Work to complete
Work out how many lines of the data contain "locate" and reply with that number alone.

##### Data provided #####

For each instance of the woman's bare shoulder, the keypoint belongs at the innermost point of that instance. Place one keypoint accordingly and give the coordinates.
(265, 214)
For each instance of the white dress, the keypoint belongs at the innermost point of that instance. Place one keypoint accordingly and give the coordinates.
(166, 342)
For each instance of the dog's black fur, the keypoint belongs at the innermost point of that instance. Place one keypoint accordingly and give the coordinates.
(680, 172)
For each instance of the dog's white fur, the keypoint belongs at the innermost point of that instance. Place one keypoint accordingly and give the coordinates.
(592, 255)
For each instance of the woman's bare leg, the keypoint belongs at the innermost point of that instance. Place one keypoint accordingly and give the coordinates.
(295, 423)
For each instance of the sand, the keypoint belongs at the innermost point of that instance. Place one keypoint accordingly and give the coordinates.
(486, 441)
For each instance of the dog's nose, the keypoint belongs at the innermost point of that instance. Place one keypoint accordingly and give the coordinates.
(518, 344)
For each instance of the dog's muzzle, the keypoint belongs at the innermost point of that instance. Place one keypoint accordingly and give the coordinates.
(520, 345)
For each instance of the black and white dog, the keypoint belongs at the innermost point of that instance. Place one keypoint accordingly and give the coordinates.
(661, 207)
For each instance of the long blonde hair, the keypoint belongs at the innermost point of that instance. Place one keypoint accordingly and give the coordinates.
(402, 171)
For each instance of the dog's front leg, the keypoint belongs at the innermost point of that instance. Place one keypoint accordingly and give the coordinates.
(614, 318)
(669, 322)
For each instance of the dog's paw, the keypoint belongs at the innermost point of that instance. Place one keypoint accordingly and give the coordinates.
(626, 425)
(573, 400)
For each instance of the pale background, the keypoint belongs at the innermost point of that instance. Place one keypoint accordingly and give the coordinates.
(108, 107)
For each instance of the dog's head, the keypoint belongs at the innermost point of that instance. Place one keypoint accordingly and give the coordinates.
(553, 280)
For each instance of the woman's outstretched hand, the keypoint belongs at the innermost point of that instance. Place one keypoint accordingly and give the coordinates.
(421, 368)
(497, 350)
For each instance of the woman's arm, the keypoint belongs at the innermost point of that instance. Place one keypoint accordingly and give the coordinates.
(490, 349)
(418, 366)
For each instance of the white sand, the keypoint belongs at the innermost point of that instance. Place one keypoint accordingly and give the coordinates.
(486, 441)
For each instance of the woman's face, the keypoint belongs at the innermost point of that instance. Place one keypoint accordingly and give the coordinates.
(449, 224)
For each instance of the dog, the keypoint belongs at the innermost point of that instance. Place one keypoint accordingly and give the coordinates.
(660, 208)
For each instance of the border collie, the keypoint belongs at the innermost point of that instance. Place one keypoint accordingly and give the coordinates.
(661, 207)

#####
##### Data provided #####

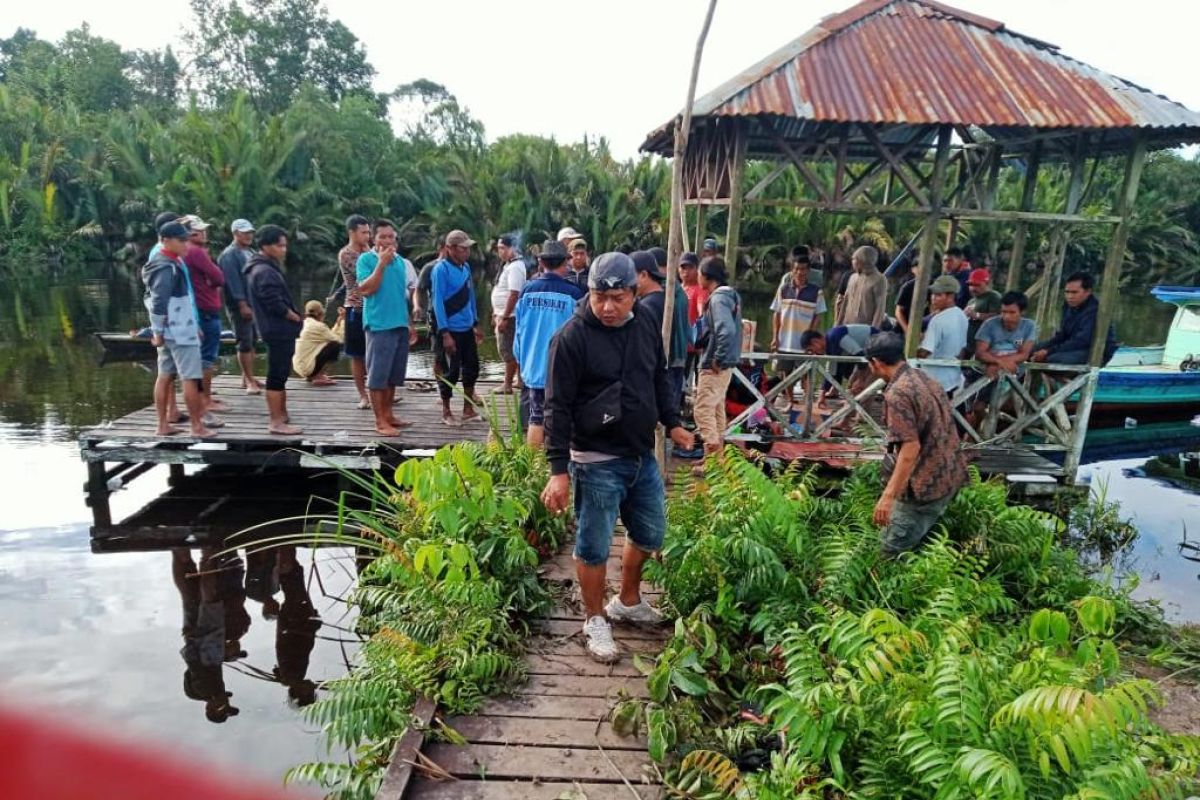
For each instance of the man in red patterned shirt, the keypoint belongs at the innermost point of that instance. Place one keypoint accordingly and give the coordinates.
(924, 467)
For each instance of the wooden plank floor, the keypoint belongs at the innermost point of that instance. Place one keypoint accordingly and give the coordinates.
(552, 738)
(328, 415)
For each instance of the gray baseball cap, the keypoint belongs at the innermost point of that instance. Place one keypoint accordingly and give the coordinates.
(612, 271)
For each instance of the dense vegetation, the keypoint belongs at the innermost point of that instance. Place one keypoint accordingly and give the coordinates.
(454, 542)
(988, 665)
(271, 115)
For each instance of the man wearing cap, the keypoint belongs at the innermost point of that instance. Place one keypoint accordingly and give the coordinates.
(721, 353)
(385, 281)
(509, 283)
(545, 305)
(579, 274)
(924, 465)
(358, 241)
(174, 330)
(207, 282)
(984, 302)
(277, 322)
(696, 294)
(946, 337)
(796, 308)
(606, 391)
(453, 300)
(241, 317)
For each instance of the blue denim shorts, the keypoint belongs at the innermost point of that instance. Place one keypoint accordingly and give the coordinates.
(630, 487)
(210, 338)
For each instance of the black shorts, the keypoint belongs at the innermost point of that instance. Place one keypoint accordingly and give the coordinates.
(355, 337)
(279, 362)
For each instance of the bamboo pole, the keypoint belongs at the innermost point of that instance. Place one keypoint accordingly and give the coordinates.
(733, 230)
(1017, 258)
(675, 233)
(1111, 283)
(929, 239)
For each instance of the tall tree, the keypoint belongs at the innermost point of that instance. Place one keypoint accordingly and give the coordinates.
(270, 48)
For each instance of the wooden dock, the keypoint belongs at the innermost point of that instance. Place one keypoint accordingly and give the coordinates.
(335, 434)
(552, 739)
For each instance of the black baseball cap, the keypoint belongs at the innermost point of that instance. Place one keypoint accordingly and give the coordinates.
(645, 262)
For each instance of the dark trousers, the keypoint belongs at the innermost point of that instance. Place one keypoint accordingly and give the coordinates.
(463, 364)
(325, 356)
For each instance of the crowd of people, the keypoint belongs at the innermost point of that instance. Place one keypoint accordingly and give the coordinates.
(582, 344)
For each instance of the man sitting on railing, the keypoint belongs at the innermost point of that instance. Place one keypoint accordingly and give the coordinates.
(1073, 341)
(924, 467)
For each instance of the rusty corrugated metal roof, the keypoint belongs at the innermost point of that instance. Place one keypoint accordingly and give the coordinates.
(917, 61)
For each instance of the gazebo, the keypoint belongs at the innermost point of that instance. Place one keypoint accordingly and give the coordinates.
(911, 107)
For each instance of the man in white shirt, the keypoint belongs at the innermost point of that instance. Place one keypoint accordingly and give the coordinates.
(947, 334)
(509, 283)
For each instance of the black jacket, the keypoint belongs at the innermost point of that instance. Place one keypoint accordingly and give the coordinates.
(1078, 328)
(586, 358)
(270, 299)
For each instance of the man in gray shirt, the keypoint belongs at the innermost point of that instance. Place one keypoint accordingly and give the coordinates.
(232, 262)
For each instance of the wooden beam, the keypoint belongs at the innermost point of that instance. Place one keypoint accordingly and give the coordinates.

#####
##### Data provided #####

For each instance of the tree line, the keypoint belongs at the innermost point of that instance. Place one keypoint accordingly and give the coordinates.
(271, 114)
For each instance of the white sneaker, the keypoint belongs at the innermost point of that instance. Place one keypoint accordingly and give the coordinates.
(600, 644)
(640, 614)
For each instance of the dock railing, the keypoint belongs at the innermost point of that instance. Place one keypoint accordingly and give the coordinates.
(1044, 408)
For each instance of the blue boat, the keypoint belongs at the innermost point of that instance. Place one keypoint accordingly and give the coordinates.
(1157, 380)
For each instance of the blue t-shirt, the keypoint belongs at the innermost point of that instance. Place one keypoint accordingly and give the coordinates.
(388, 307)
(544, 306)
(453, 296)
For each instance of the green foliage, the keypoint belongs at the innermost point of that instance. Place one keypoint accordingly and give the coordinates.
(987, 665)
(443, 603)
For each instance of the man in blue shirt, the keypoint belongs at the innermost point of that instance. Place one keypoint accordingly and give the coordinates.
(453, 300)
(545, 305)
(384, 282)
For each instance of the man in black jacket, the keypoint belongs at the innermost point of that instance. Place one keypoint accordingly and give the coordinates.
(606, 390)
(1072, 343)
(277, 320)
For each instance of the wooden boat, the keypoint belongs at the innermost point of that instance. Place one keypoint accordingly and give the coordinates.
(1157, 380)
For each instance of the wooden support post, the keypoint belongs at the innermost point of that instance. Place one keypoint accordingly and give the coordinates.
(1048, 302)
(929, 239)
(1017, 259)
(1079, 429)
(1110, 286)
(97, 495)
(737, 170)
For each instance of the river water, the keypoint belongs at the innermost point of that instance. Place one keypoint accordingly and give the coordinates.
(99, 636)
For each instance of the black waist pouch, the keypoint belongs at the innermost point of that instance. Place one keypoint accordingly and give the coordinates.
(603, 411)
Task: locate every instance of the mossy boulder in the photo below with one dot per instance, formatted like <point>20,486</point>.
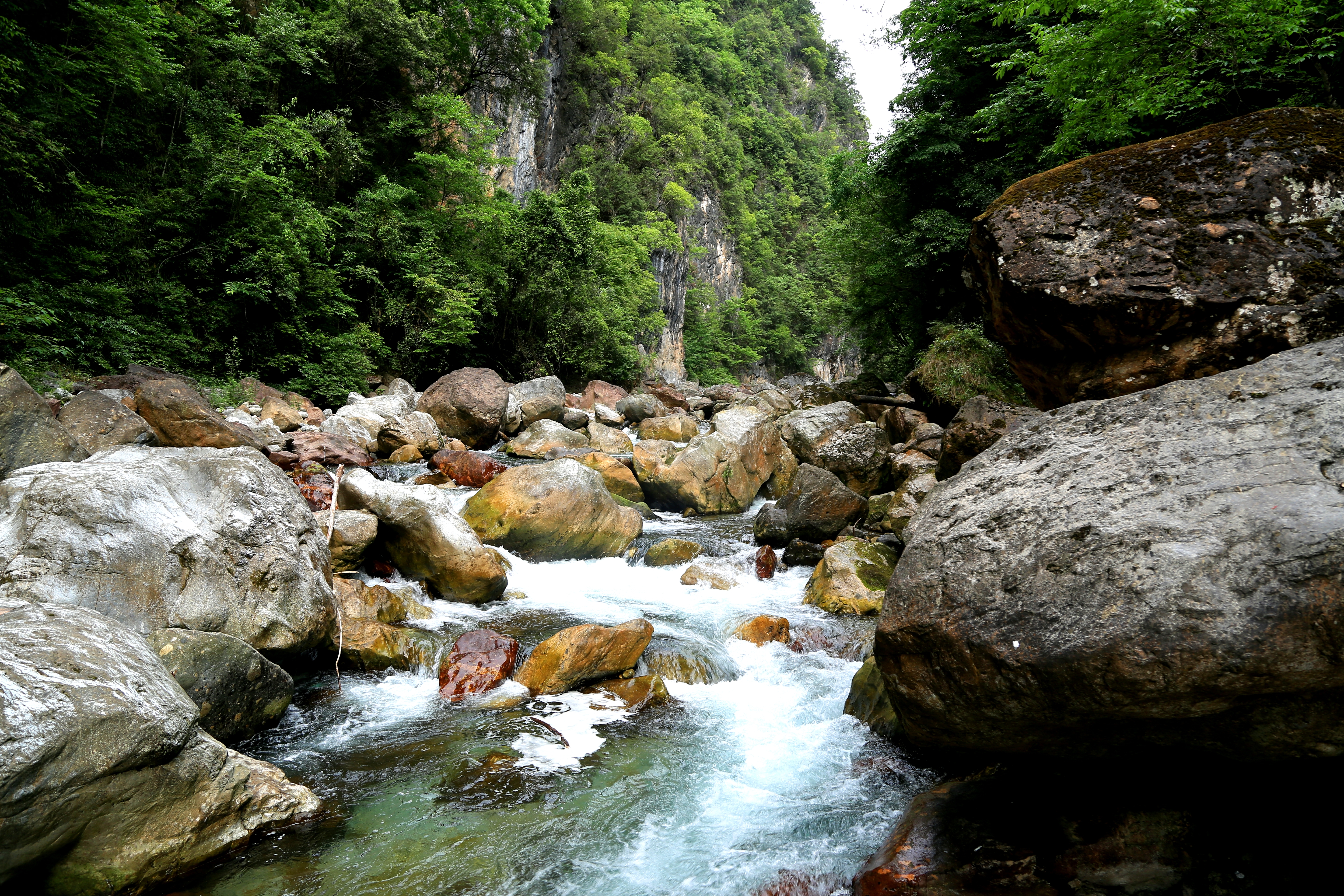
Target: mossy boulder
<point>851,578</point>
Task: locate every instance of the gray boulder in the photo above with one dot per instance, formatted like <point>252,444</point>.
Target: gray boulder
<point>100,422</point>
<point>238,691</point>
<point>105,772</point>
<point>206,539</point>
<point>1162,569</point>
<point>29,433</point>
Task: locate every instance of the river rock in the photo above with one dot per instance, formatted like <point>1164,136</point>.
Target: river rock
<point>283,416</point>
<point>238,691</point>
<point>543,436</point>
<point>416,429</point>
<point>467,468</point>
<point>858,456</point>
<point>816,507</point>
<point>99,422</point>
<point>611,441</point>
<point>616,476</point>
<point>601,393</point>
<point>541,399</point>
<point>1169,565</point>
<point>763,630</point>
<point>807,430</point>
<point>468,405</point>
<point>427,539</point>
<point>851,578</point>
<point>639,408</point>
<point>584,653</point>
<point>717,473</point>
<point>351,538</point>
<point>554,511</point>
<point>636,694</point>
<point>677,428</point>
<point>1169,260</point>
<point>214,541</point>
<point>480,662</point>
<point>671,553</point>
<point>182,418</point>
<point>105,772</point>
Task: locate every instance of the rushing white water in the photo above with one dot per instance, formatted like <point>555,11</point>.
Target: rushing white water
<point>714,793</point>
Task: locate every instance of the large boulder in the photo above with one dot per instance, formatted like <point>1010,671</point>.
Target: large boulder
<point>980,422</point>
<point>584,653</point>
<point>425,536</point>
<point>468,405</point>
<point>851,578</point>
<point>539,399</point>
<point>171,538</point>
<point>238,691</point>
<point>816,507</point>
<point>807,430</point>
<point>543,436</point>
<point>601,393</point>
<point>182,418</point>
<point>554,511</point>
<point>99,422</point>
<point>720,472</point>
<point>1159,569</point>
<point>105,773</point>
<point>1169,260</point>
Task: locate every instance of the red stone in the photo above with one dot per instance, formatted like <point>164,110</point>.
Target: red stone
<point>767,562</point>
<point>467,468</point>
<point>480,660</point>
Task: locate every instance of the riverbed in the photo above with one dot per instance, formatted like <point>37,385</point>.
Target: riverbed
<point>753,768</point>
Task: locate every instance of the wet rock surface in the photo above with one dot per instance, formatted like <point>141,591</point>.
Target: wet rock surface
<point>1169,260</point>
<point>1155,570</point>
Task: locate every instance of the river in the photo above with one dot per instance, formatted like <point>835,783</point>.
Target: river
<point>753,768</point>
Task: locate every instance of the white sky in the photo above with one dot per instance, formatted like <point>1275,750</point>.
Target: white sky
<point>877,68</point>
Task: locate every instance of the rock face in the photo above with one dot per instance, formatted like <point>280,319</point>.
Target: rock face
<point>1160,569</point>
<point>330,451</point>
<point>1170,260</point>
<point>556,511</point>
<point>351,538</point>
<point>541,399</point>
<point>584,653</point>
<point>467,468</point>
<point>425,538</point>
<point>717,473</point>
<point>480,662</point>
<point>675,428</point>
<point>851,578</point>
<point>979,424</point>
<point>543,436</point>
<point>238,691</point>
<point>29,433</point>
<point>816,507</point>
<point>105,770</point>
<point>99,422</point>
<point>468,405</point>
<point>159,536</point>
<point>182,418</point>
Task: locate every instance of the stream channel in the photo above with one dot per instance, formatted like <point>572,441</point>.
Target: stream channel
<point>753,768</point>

#####

Task solution
12